• [Исходный отрывок]:
○ ○ ○

Французы говорят, что месть такое блюдо, которое хорошо подавать холодным. И в 1931 году, готовя очерк о Ленине к переизданию, Горький туда вписал:
«К Маяковскому относился недоверчиво и даже раздраженно:
— Кричит, выдумывает какие-то красивые слова, и всё у него не то, по-моему, — не то и мало понятно. Рассыпано всё, трудно читать. Талантлив? Даже очень? Гм-гм, посмотрим! А вы не находите, что стихов пишут очень много? И в журналах целые страницы стихов, и сборники выходят почти каждый день».

○ ○ ○

• [Данные]:

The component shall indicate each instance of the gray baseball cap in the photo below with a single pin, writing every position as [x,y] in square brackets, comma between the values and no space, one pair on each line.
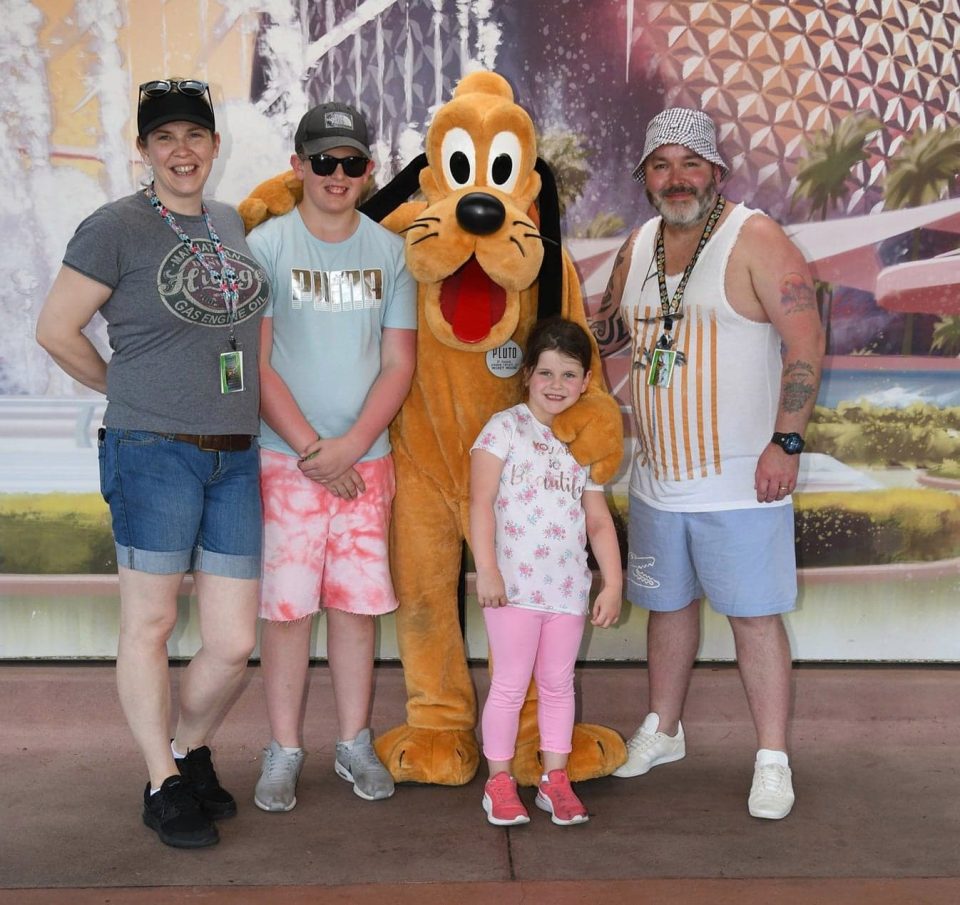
[682,126]
[332,125]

○ ○ ○

• [Описание задания]:
Укажите, пожалуйста, по исходному отрывку, в каком году Горький готовил очерк о Ленине к переизданию.

• [Результат задания]:
В 1931 году.